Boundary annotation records
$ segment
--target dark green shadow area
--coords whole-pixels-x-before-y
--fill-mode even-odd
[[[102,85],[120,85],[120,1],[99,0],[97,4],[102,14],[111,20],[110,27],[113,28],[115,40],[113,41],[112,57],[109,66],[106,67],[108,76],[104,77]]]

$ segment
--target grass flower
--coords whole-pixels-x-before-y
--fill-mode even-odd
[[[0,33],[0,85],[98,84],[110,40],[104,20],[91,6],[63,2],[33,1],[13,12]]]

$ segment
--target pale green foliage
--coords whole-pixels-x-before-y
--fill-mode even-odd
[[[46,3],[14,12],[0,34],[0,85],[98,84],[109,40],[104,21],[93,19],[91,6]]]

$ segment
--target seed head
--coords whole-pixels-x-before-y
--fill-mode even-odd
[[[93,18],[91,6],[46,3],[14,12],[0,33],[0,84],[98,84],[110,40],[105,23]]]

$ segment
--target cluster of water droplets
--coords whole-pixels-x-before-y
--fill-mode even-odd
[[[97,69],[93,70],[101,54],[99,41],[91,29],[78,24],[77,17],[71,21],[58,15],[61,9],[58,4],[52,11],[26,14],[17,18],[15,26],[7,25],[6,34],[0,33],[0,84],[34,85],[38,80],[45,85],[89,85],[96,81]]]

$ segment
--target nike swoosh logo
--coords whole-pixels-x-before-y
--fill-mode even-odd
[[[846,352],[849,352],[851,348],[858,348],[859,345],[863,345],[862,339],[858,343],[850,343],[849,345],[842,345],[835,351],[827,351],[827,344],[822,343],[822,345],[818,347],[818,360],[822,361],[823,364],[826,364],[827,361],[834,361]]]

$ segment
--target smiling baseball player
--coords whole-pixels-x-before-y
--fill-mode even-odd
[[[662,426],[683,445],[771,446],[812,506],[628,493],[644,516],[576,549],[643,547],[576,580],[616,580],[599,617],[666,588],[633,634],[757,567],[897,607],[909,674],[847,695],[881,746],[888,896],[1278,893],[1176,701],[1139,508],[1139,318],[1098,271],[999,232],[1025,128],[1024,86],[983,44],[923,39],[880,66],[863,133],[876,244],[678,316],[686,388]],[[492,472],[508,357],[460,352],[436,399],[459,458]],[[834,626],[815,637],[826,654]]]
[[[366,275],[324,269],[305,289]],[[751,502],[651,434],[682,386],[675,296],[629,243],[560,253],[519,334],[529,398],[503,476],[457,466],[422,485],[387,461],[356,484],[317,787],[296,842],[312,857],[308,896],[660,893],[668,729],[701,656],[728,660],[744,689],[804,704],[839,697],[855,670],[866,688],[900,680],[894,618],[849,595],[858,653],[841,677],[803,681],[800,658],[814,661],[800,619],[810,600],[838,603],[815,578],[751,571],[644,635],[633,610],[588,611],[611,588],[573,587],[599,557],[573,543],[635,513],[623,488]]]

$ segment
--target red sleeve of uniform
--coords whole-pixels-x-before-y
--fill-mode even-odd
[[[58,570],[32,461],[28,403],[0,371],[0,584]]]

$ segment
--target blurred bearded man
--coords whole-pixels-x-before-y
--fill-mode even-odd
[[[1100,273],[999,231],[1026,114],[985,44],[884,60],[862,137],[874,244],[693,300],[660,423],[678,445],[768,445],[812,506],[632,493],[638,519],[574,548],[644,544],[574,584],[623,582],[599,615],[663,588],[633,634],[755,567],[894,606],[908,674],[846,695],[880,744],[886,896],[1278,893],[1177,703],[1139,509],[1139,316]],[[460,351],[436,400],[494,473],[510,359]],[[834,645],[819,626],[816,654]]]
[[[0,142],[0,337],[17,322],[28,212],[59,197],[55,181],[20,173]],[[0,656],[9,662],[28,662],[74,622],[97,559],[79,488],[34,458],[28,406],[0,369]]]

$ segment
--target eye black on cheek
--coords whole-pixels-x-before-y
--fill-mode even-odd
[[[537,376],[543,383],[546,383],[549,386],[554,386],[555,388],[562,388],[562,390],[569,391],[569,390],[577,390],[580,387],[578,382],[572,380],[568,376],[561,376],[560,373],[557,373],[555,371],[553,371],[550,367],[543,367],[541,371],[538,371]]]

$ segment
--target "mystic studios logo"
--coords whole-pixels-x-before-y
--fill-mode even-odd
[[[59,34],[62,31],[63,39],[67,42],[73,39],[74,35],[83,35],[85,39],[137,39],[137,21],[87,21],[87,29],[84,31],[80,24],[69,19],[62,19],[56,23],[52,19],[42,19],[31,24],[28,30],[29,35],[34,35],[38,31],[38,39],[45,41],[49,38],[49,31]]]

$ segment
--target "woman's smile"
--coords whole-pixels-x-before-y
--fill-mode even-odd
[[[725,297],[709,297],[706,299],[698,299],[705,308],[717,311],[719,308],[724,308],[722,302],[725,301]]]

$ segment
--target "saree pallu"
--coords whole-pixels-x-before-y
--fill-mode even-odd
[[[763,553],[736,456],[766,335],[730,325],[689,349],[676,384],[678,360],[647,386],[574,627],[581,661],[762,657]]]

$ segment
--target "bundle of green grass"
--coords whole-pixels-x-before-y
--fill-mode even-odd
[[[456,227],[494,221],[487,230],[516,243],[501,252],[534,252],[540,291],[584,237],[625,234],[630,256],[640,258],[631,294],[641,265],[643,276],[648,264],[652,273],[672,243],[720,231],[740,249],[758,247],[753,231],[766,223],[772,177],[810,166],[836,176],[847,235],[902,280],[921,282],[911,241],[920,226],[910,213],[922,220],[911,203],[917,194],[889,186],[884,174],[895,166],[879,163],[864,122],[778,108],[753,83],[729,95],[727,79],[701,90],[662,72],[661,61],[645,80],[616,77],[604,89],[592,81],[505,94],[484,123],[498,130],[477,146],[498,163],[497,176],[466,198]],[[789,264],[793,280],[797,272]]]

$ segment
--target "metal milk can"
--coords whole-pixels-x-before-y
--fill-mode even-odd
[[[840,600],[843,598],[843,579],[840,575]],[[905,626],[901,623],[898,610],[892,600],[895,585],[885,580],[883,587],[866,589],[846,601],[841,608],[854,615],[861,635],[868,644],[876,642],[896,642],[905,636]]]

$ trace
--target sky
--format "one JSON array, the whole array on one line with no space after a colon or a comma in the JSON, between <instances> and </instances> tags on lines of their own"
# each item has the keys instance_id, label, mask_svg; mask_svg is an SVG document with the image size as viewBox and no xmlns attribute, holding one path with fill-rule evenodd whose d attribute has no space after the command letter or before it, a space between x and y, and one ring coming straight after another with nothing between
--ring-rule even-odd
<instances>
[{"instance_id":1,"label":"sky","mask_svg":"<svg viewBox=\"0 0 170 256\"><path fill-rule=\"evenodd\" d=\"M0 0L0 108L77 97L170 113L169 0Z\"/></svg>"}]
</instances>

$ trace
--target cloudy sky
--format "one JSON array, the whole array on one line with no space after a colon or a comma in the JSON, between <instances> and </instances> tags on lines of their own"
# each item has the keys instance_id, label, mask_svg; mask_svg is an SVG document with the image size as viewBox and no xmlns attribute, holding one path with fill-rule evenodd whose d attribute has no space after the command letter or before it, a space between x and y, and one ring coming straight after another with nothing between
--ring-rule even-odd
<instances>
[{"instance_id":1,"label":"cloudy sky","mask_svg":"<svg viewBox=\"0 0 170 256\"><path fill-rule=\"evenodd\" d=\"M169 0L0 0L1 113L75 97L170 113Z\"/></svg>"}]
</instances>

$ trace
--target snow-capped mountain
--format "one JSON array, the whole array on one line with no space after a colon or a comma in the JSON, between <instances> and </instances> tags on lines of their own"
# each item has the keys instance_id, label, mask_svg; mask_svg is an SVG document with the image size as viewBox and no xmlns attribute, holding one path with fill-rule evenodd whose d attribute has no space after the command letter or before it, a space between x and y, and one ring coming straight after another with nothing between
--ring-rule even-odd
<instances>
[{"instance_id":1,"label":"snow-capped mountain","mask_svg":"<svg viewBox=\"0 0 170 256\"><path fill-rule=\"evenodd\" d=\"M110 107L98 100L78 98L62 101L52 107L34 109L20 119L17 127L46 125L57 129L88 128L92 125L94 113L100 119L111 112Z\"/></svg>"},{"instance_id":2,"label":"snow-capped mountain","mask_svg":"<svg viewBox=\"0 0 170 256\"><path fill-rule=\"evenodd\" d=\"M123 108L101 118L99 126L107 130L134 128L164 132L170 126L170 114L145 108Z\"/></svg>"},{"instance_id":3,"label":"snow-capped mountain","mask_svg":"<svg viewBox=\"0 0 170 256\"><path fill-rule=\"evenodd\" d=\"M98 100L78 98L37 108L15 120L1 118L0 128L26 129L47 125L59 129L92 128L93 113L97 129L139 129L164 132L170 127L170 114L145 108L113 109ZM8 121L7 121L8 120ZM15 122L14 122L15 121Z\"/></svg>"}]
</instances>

* [What you should do]
Pick out each line in the records that contains the word "grass" and copy those lines. Upper and lower case must match.

* [Written response]
--target grass flower
--target "bundle of green grass"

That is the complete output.